-------- Extract --------
An internet service provider blocking New Yorkers with unpaid bills from a deal offered to K-12 students in the wake of coronavirus-related school closures is reversing course, after Chalkbeat uncovered the practice that was hampering the city’s remote learning efforts.
Spectrum will now allow families with old debts to sign up for its free 60-day service, according to the mayor’s office and a Manhattan councilwoman. Optimum had reversed a similar policy, Chalkbeat previously reported.
Spectrum decided it would change its policy late Thursday evening, hours after Chalkbeat published a story that revealed how the company was shutting families out of a deal intended to help low-income families needing internet access as classes have shifted online.
Kasirer, the lobbying company that represents Spectrum’s parent company, Charter Communications, told Manhattan Councilwoman Carlina Rivera the change would go into effect in the “earlier part of next week,” according to an email obtained by Chalkbeat. The company did not specify a date.
A spokesperson for Spectrum confirmed after this story was initially published that the company will now allow New Yorkers with outstanding balances to access the free 60-day offer. They did not immediately say when the change will go into effect.
-------- Source information --------
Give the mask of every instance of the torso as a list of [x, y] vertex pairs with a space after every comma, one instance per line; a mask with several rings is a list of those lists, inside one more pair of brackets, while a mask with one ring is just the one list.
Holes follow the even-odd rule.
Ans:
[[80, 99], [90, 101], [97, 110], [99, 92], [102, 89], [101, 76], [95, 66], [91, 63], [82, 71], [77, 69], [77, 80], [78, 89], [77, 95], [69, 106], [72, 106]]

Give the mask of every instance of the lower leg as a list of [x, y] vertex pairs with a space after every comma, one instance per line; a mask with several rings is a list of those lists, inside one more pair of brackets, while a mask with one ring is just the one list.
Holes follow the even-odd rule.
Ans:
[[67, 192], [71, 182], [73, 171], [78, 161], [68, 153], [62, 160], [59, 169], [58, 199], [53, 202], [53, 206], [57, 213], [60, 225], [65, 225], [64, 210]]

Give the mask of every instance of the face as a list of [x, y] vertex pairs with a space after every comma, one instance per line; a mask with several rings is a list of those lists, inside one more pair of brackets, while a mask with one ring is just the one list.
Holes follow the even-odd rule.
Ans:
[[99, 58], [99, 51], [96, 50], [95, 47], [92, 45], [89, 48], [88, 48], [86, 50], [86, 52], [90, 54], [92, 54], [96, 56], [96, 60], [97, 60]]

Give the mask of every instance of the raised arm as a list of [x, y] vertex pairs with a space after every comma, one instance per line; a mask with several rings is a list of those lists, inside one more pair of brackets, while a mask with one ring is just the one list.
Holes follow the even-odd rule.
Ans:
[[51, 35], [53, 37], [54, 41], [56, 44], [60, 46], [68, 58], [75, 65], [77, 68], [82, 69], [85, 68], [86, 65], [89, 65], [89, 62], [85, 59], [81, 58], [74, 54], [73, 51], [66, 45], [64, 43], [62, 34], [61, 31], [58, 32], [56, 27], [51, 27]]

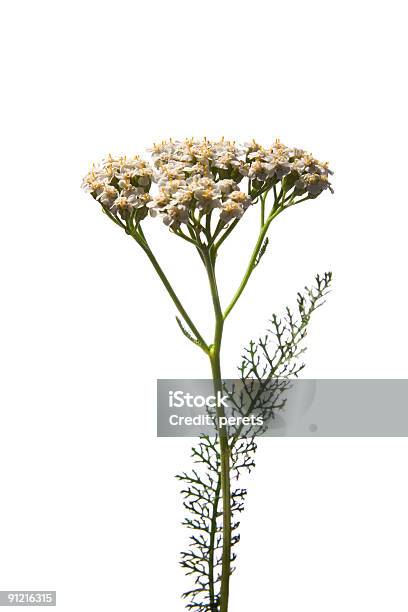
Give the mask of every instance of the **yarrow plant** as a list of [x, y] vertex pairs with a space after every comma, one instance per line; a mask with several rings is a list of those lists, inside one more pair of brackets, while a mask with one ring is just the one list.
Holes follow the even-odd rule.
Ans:
[[[170, 140], [154, 145], [150, 153], [151, 161], [109, 155], [92, 167], [83, 188], [151, 261], [178, 310], [181, 331], [209, 359], [217, 395], [223, 389], [220, 357], [224, 325], [265, 253], [272, 221], [288, 208], [313, 200], [326, 190], [333, 192], [332, 172], [327, 163], [279, 140], [269, 147], [255, 141], [240, 145], [224, 139]], [[237, 290], [223, 308], [216, 262], [225, 240], [254, 208], [259, 215], [259, 233]], [[214, 309], [211, 341], [204, 339], [153, 254], [144, 233], [149, 218], [161, 219], [172, 234], [197, 251]], [[331, 273], [317, 276], [314, 287], [298, 294], [295, 314], [287, 309], [281, 318], [273, 315], [270, 332], [251, 342], [244, 352], [239, 367], [244, 384], [251, 379], [297, 376], [303, 367], [299, 357], [311, 314], [322, 303], [330, 282]], [[239, 523], [234, 517], [243, 509], [246, 495], [244, 489], [234, 489], [232, 481], [242, 470], [252, 469], [256, 450], [254, 437], [243, 439], [229, 431], [222, 424], [224, 416], [221, 404], [216, 407], [217, 435], [200, 438], [193, 448], [198, 466], [178, 477], [184, 483], [184, 505], [189, 511], [185, 524], [193, 530], [191, 547], [182, 553], [181, 564], [194, 577], [194, 586], [184, 598], [187, 608], [198, 612], [228, 611], [235, 559], [232, 547], [239, 539]]]

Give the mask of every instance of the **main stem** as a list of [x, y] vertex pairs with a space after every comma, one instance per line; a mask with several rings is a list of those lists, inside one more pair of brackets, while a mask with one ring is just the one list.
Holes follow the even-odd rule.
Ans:
[[[215, 258], [209, 250], [203, 252], [204, 262], [210, 283], [211, 296], [215, 315], [214, 342], [209, 347], [209, 358], [214, 385], [214, 395], [222, 394], [221, 378], [221, 343], [224, 329], [224, 317], [222, 314], [220, 298], [218, 294], [217, 281], [215, 277]], [[222, 572], [219, 611], [228, 612], [229, 583], [231, 575], [231, 481], [230, 481], [230, 448], [228, 444], [228, 430], [221, 424], [220, 419], [225, 417], [224, 408], [217, 402], [218, 434], [220, 438], [220, 470], [221, 470], [221, 494], [222, 494]], [[217, 612], [218, 607], [214, 610]]]

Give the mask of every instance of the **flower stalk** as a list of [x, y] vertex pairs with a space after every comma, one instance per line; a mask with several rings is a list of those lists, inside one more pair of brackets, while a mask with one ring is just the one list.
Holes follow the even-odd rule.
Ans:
--------
(Problems and tasks):
- 1) From the article on Spectrum's policy change, list each company named as an internet provider, the parent company of a provider, or a provider's lobbying firm.
- 2) Extend the article on Spectrum's policy change, starting after its final sentence.

(Responses by task):
- 1) Spectrum, Optimum, Charter Communications, Kasirer

- 2)
Chalkbeat initially reported on the issue last week, after a Bronx mother said her daughter received a school-issued computer but was unable to sign up for service because of a $150 debt with Optimum from a few years ago. Tom Sheppard, a Bronx parent leader, said he had heard the same concern from about a dozen other families.
After Chalkbeat asked Optimum about their policy, a company spokesperson said Thursday morning it was waiving the rule over outstanding balances. Spectrum, at the time, had not followed suit. When Chalkbeat raised the matter with Mayor Bill de Blasio during his Thursday evening press conference, he said he was unaware of the issue and would seek action.
De Blasio’s office “immediately” got in touch with the company, which decided to reverse course, Freddi Goldstein, the mayor’s press secretary, wrote in a tweet Friday morning. The city plans to remain in close contract with Spectrum to ensure the change takes effect next week, officials said.
De Blasio had not learned about the issue before Thursday, Goldstein said in an email. But parent leaders, teachers, and elected officials had complained about the problem for weeks.
Rivera, who represents the Lower East Side, said she had been asking the company to reverse its policy since mid-March. She had also sent a similar plea to Altice USA, the company that oversees Optimum.
About a dozen families told Rivera that they couldn’t access the 60-day offer because of old debts, she said. As she made calls, she also encouraged some families to do the same so Spectrum could hear their stories.
“We were really worried about the impact that this policy was having on our families, especially when so many of them were already struggling at home,” Rivera told Chalkbeat Friday morning.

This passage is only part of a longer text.